** Start Material shown **

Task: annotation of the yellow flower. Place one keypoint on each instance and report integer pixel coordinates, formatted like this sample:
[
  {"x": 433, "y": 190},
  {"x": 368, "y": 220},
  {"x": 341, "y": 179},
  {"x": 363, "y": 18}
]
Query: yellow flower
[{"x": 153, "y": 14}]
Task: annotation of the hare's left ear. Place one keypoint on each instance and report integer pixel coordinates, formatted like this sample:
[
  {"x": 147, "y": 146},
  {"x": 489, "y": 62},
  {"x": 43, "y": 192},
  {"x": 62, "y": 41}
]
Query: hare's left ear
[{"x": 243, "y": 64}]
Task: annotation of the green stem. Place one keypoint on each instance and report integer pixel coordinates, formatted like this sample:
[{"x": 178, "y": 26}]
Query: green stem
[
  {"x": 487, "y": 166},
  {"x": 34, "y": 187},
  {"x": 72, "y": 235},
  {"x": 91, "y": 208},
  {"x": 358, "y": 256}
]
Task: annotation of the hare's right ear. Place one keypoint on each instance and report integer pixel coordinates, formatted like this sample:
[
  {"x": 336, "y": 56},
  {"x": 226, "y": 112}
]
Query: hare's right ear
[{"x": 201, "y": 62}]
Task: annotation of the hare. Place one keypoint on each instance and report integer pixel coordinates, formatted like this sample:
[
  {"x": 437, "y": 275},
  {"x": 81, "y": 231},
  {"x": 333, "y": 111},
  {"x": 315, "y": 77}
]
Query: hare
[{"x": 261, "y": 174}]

** End Material shown **

Rewrite every line of the rows above as a numbered list, skipping any blank lines.

_Final result_.
1. Task: annotation of the yellow flower. Place one keypoint on each instance and report integer pixel coordinates, formatted like this sample:
2. [
3.   {"x": 433, "y": 190},
4.   {"x": 368, "y": 220},
5.   {"x": 341, "y": 179},
6.   {"x": 363, "y": 18}
7. ]
8. Query: yellow flower
9. [{"x": 153, "y": 14}]
10. Task: annotation of the hare's left ear. Place one keypoint on each instance and report integer pixel coordinates, formatted like this sample:
11. [
12.   {"x": 147, "y": 146},
13.   {"x": 489, "y": 62},
14.   {"x": 43, "y": 192},
15.   {"x": 62, "y": 41}
16. ]
17. Query: hare's left ear
18. [{"x": 243, "y": 64}]
19. Task: annotation of the green stem. Place one keypoint on each instance and report integer pixel coordinates, formatted like this sample:
20. [{"x": 178, "y": 26}]
21. Query: green stem
22. [
23.   {"x": 487, "y": 166},
24.   {"x": 34, "y": 187},
25.   {"x": 72, "y": 235},
26.   {"x": 91, "y": 208},
27.   {"x": 358, "y": 256}
28. ]
29. Task: annotation of the hare's right ear. Place one keypoint on each instance and report integer pixel coordinates, formatted like this sample:
30. [
31.   {"x": 336, "y": 56},
32.   {"x": 226, "y": 112}
33. ]
34. Query: hare's right ear
35. [{"x": 201, "y": 62}]
36. Task: annotation of the hare. Place one keypoint on each instance and report integer pixel coordinates, formatted like this sample:
37. [
38.   {"x": 437, "y": 275},
39.   {"x": 81, "y": 231},
40.   {"x": 333, "y": 111},
41.   {"x": 315, "y": 77}
42. ]
43. Query: hare
44. [{"x": 261, "y": 174}]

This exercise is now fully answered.